---------- SOURCE RECORDS

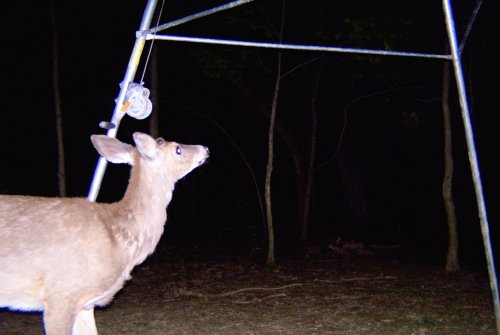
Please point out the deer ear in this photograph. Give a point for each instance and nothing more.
(146, 145)
(112, 149)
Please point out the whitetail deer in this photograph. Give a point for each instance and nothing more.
(63, 256)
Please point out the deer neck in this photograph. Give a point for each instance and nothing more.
(143, 217)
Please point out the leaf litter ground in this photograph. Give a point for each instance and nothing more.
(204, 291)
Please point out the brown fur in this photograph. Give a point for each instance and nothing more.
(64, 256)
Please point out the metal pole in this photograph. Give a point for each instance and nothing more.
(457, 66)
(128, 78)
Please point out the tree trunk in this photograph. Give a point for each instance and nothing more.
(61, 167)
(452, 264)
(304, 233)
(269, 169)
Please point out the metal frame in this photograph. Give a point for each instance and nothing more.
(146, 33)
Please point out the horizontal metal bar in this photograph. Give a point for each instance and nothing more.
(285, 46)
(197, 16)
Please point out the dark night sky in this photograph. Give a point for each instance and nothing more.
(393, 141)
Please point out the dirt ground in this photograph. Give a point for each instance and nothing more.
(192, 292)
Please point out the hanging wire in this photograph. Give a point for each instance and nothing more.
(151, 45)
(469, 26)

--------------------

CHALLENGE: Can you switch every "photograph" in the listing to "image", keep everything else unchanged, and leave the pictures out?

TASK RESPONSE:
Please point out the deer ear in this image. Give a point for each instance and nothing more.
(146, 145)
(112, 149)
Please point out the whitetail deer in this image. Give a point for each instance and nothing more.
(63, 256)
Please point out the deer neck in this image. Give a point for each instance and nothing more.
(143, 217)
Please point out the leaf litter ground in this image. Give a point for each instance and nothing more.
(204, 291)
Please point out the brown fur in this image. Give a point for each instance and nothing more.
(64, 256)
Please point out the metal pole in this image. Give a point for each instance and nothing more.
(457, 66)
(128, 78)
Please point out the tree trunk in this image. Give a point for each instance and nothing more.
(61, 167)
(452, 264)
(304, 233)
(269, 169)
Please point out the metal frame in this image. Give a point for each instance and nothing more.
(146, 33)
Please point out the horizontal metal bar in this image. Give a point for each instance and nothing more.
(285, 46)
(197, 16)
Please point out the dark night sky in this image. Give a point for each instance and nothing more.
(393, 141)
Please point out the dirt ground in this image. Give a point for each instance and nothing more.
(192, 292)
Please point out the hanging wire in this image. Give a point for each instance and nothing more.
(151, 45)
(469, 26)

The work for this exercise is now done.